### [PROBLEM DESCRIPTION]
What follows is a listing; restate all of it word for word.

### [INPUT FOR THIS TASK]

*-*-*

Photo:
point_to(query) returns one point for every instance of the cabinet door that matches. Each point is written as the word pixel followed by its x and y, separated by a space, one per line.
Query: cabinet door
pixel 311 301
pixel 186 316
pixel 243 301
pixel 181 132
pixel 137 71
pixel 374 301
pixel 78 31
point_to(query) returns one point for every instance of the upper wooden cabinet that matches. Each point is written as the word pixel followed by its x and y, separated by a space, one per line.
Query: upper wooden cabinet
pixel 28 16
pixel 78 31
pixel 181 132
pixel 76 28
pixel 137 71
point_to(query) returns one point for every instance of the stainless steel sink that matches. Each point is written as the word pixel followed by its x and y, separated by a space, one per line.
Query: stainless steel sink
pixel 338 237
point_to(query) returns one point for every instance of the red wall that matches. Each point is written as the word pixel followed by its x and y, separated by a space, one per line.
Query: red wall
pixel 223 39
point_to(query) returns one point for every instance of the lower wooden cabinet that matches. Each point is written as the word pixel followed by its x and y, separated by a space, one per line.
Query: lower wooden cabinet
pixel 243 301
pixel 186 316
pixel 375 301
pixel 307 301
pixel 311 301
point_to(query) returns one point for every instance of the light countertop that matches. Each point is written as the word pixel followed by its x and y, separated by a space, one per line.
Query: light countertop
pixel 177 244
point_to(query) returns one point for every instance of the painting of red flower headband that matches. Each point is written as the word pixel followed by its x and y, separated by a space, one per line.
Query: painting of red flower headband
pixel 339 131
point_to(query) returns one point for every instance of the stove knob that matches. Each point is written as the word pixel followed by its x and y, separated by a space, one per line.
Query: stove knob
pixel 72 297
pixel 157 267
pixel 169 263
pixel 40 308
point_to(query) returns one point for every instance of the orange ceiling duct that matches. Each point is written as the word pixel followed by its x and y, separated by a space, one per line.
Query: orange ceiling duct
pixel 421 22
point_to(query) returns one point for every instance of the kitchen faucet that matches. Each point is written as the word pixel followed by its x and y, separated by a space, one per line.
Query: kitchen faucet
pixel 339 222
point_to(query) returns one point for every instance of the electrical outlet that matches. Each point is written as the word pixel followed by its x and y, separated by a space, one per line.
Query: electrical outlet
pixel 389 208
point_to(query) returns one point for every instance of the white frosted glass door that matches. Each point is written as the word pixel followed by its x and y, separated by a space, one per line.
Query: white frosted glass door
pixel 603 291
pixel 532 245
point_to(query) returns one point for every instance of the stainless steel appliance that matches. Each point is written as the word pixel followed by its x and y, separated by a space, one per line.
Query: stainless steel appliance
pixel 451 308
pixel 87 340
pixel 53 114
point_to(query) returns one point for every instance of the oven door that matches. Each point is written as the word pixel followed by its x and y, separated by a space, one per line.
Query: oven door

*-*-*

### [RESULT FOR THIS EXERCISE]
Photo:
point_to(query) returns one point for every instance of the cabinet door that matches. Each point is written as the word pixel followed by its x and y, separated by a space, one per line.
Query: cabinet door
pixel 311 301
pixel 186 316
pixel 243 301
pixel 181 132
pixel 137 71
pixel 374 301
pixel 78 31
point_to(query) returns one point for every instance of the upper wooden cabinet that matches. Each point is written as the word pixel followed by its x and y, separated by a space, one per line.
Query: upper wooden cabinet
pixel 28 16
pixel 78 31
pixel 181 132
pixel 76 28
pixel 137 71
point_to(query) returns one point for every instance of the stainless steel sink that matches. Each point is written as the word pixel followed by its x and y, separated by a space, one per line.
Query: stainless steel sink
pixel 338 237
point_to(query) returns one point for every instance of the red wall that matches. Each point is written as the word pixel followed by its x and y, separated by a space, one per line.
Query: red wall
pixel 223 39
point_to(query) returns one point for every instance of the lower wooden cabinet that matches. Each point is written as the word pixel followed by its x and y, separated by a space, one per line.
Query: lower wooden cabinet
pixel 243 301
pixel 186 316
pixel 375 301
pixel 307 301
pixel 311 301
point_to(query) returns one point for every instance of the light countertop that matches. Each point is written as the word pixel followed by its x and y, separated by a space, one per line.
Query: light countertop
pixel 177 244
point_to(query) returns one point for every instance of the painting of red flower headband that matches. Each point is written as the word pixel followed by its x and y, separated by a space, one per line.
Query: painting of red flower headband
pixel 339 131
point_to(query) returns one point for every instance of the stove knob that matches. Each point is written as the word pixel followed by its x and y, separated by a space, one per line.
Query: stove knob
pixel 72 297
pixel 157 267
pixel 169 263
pixel 40 308
point_to(query) returns one point for every instance of the orange ceiling duct that matches. Each point is written as the word pixel followed by its x and y, separated by a space, one per line.
Query: orange ceiling duct
pixel 421 22
point_to(query) returns one point for every instance of the kitchen faucet that matches. Each point is written as the word pixel followed by its x and y, separated by a space, one per line.
Query: kitchen faucet
pixel 339 222
point_to(query) returns one point for every instance of the electrical outlet that matches. Each point is written as the word pixel followed by its x and y, separated by a space, one per line.
Query: electrical outlet
pixel 389 208
point_to(query) returns one point for every instance of the white frosted glass door that matches. Each point is written as the word pixel followed by its x and y, separated by a space, one per line.
Query: white frosted glass door
pixel 603 291
pixel 532 245
point_to(query) returns one point for every instance of the stainless steel appliance that matches. Each point is written as the word pixel followed by its x and y, separated by a space, one per line.
Query: stainless steel appliance
pixel 451 308
pixel 87 340
pixel 53 114
point_to(query) returns one point for every instance of the oven door that matches. Each point is written as the word pixel followed by its x and y, separated by a space, one per line.
Query: oven door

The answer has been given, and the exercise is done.